== REQUIREMENT ==
Reproduce the records word for word, starting at their first line and ending at the line that contains "228,228,297,293", with both of those lines included. Leave the pictures out of your answer.

-- start THE DATA --

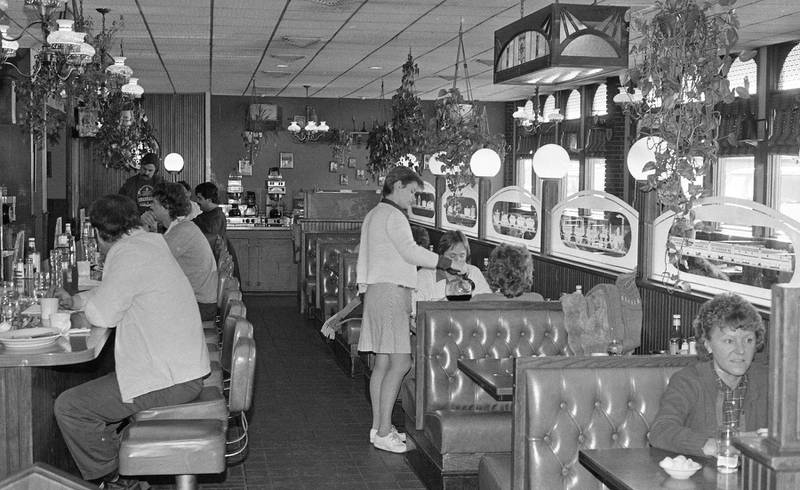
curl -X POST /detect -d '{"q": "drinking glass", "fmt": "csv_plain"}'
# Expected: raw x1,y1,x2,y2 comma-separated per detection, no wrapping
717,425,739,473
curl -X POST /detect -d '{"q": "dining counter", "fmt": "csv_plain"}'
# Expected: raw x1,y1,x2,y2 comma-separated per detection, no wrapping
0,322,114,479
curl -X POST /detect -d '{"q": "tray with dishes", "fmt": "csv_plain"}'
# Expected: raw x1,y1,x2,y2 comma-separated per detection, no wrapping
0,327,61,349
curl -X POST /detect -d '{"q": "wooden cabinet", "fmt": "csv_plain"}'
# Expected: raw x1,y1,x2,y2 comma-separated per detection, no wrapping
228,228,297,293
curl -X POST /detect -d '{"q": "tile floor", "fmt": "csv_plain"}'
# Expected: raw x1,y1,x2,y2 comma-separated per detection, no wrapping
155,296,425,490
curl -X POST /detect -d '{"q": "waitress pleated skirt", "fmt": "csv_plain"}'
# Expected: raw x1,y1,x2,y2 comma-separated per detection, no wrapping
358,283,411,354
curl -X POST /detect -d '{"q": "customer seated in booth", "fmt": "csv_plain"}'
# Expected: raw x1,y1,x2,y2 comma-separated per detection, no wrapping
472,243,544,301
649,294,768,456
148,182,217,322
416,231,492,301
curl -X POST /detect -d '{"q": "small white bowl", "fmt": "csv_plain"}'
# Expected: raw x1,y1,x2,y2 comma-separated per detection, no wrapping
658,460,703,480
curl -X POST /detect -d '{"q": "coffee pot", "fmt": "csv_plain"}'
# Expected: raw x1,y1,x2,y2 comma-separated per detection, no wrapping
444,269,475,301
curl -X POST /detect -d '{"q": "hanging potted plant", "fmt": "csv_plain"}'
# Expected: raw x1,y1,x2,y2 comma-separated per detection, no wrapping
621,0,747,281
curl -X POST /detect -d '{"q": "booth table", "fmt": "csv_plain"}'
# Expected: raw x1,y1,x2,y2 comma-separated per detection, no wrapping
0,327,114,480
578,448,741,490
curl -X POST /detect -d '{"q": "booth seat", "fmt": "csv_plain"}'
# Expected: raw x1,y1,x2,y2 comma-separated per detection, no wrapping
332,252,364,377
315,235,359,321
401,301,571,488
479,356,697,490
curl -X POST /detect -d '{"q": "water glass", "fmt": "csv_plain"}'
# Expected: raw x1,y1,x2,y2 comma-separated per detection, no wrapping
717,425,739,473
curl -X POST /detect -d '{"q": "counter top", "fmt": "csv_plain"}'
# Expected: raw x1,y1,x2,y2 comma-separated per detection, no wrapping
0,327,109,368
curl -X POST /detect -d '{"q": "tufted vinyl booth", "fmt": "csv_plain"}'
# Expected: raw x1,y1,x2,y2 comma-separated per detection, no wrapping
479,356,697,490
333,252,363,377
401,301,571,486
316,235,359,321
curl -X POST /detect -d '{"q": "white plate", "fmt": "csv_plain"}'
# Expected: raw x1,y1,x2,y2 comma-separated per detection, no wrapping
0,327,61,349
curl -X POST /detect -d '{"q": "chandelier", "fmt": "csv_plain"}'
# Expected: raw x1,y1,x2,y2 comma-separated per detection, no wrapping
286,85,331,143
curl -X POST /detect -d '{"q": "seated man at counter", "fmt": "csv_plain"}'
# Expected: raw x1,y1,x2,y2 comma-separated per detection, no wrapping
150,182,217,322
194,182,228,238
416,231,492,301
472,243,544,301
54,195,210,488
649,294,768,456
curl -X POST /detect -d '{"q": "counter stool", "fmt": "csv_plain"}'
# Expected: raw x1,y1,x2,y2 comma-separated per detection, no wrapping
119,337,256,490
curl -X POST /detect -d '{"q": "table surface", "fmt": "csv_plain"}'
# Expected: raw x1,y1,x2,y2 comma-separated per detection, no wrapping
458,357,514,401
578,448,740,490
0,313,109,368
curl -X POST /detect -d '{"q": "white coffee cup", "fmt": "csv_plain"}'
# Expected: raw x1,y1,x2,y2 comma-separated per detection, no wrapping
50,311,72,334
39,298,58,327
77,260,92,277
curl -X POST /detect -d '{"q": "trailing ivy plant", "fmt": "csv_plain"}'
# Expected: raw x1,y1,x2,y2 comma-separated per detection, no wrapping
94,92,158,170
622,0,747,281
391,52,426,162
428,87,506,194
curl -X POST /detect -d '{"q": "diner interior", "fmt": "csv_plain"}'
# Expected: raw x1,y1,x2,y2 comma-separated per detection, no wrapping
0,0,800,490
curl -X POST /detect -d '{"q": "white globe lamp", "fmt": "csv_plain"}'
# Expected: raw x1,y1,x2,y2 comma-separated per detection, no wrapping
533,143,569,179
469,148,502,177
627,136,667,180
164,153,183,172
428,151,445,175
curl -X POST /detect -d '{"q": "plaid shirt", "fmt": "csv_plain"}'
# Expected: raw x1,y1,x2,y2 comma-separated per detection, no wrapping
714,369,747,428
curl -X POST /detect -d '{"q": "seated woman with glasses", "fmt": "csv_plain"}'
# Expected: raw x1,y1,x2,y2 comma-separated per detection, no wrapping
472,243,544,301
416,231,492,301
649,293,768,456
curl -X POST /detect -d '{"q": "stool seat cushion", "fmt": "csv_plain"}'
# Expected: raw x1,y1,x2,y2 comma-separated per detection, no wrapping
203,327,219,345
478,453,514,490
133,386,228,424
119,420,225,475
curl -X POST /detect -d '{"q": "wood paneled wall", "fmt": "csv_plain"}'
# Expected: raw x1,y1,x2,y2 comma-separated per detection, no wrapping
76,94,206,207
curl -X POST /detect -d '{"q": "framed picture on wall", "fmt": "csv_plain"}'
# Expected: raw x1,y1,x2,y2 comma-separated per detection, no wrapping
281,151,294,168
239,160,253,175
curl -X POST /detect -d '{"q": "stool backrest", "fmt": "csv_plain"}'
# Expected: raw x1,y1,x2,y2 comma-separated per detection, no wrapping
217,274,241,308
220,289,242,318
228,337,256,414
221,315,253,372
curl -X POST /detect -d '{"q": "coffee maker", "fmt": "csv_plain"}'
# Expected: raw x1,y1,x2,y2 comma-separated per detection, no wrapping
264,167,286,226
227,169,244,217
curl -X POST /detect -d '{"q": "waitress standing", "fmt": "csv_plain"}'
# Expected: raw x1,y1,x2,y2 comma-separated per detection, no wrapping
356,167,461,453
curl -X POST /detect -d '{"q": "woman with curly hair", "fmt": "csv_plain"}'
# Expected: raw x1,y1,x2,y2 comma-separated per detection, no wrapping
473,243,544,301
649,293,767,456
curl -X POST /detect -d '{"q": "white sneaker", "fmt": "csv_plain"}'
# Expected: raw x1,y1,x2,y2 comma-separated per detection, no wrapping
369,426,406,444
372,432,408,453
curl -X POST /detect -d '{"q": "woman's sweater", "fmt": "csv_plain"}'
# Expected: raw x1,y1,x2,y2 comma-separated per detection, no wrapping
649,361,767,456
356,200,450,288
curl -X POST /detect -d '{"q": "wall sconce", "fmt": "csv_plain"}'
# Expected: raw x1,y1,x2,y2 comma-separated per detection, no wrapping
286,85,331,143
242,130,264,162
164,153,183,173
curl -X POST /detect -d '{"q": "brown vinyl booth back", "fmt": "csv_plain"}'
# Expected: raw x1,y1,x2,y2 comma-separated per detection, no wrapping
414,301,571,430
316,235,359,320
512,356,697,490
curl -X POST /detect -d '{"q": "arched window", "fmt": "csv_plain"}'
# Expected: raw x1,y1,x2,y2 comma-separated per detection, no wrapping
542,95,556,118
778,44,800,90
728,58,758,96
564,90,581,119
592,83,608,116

-- end THE DATA --

== WORKED SOLUTION ==
curl -X POST /detect -d '{"q": "drinking glass", "fmt": "csv_plain"}'
# Expected: raw x1,y1,x2,y2 comma-separated per detection, no wrapping
717,425,739,473
curl -X POST /detect -d '{"q": "dining counter", "fmt": "csv_plain"}'
# Expected: raw x1,y1,x2,y2 comma-separated per detection, no wrapping
0,322,114,479
curl -X POST /detect -d '{"q": "tray with dishes", "fmt": "csv_plain"}'
# Expected: raw x1,y1,x2,y2 comma-separated per detection, no wrapping
0,327,61,349
curl -X POST /detect -d '{"q": "wooden cabinet", "fmt": "csv_plain"}'
# Expected: raw x1,y1,x2,y2 comma-separated per detection, no wrapping
228,228,297,293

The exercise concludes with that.